● OBJETIVO DEL EJERCICIO: ¿Puedes reproducir, sin cambiar nada, el pasaje del texto citado que empieza en "La bajada del" y termina en "diario nos acontece."?

● TEXTO CITADO:
La bajada del telón en aquel drama de Jesús, supuso la llegada de la densa oscuridad a la hora de nona de aquellas tres de la tarde. Fue en el primer viernes santo de la historia, ese que cada viernes santo anual volvemos a recordar con desigual fortuna y parejo desenlace. Que este es el reto que tenemos los que acaso demasiadas veces hemos escuchado ya ese relato: nos desafía la inercia enajenada, la distracción ausente, la indiferencia de quien asiste a algo que no tiene que ver con lo que a diario nos acontece.

Comienza el evangelio de este día con una pregunta ya conocida en la narración de Juan: “a quién buscáis” (Jn 18, 4), les dijo Jesús a los guardias y mandados del Sumo Sacerdote que venían como escolta del traidor Judas con el santo y seña de besarle. “Qué buscáis” (Jn 1, 38), les dijo Jesús a Juan y Andrés en aquella hora primera de las cuatro de la tarde cuando por primera vez se encontraron cara a cara. La búsqueda de algo en nuestra vida -y cada cual tenemos las búsquedas de tantas cosas-, es siempre la búsqueda de alguien. Detrás de cada inquietud, luego de toda zozobra, las preguntas que nadie responde, las lágrimas que ninguno nos enjuga, los sueños que no se nos cumplen, las pesadillas que se hacen constantes… detrás de todo esto están los nombres de lo que cotidianamente nos asusta, lo que nos contenta, lo que nos paga gratificadoramente o lo que nos multa sin piedad, lo que representan los aplausos que recibimos o los desprecios que nos infligen. Esto es lo que constituye la trama de nuestros afectos, nuestras relaciones, nuestros sentimientos que a diario nos definen.

● MATERIAL LISTADO:

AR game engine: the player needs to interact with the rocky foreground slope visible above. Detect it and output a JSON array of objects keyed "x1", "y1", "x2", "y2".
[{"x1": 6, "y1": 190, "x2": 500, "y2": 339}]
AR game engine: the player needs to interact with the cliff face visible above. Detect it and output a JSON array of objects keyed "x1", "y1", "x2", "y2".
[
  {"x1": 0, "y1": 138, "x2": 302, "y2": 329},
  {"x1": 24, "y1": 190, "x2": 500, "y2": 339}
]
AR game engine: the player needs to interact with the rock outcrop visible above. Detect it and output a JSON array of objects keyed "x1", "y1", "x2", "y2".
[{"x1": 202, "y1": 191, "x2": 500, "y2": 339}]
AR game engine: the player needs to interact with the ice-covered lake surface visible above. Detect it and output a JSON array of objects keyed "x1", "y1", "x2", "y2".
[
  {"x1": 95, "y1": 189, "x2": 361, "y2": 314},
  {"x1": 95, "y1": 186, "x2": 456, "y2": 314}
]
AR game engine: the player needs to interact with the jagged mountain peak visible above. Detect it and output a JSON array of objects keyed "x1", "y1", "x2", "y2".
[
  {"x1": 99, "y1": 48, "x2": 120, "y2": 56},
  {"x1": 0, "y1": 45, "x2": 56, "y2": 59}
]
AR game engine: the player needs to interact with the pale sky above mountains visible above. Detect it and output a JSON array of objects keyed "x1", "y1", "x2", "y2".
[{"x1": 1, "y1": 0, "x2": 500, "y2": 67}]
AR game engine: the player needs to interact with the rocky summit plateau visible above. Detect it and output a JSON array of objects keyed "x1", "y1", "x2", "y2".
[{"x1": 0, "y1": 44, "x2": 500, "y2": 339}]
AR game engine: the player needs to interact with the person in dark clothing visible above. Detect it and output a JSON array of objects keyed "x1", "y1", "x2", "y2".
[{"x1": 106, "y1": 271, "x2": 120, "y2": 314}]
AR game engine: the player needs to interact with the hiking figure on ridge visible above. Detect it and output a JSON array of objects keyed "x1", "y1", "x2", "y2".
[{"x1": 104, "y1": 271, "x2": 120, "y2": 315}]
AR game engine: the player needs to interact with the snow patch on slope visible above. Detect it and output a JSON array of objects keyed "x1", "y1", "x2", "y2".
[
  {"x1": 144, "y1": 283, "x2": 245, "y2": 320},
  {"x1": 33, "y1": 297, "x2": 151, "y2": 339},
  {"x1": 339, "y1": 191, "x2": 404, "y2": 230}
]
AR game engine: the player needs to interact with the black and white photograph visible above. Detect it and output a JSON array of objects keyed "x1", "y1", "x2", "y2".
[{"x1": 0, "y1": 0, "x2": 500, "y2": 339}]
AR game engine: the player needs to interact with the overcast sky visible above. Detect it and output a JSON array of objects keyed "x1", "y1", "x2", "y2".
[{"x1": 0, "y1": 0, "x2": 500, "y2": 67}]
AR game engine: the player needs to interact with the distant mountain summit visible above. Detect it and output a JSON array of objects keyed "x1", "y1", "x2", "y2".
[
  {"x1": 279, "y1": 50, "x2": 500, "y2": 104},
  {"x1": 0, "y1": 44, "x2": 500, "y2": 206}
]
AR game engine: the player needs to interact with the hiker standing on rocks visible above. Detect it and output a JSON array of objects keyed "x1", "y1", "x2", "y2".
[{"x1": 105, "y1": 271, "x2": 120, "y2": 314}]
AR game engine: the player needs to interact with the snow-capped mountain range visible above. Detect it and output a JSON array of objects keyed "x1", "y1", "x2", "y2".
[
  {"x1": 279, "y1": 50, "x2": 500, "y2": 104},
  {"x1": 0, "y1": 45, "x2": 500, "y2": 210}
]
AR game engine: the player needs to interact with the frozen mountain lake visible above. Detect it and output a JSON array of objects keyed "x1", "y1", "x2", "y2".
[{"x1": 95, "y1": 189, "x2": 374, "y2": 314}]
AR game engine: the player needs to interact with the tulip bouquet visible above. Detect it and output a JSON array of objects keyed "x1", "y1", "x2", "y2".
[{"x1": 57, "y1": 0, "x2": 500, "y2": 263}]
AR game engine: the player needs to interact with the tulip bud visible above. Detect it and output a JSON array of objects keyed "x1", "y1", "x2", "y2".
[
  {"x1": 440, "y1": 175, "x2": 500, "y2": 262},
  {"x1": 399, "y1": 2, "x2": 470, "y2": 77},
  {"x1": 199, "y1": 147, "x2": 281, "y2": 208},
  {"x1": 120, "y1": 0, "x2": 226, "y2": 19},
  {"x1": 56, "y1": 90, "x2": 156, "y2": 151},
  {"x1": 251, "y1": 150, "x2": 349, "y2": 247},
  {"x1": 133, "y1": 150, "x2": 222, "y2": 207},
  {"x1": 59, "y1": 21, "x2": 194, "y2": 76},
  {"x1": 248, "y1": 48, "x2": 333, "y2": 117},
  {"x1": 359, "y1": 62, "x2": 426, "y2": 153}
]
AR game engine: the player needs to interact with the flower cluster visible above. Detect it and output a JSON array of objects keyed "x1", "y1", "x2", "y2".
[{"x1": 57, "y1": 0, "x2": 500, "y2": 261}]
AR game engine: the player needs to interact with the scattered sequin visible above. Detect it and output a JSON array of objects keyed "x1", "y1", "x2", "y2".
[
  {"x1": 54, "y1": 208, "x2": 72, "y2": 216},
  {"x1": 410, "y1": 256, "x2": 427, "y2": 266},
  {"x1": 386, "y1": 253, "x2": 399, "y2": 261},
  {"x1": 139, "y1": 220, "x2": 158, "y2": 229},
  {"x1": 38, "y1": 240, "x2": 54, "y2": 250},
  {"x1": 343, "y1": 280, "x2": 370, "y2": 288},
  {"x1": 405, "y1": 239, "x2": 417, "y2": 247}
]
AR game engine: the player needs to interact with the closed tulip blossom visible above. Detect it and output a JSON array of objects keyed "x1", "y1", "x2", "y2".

● LA RESPUESTA:
La bajada del telón en aquel drama de Jesús, supuso la llegada de la densa oscuridad a la hora de nona de aquellas tres de la tarde. Fue en el primer viernes santo de la historia, ese que cada viernes santo anual volvemos a recordar con desigual fortuna y parejo desenlace. Que este es el reto que tenemos los que acaso demasiadas veces hemos escuchado ya ese relato: nos desafía la inercia enajenada, la distracción ausente, la indiferencia de quien asiste a algo que no tiene que ver con lo que a diario nos acontece.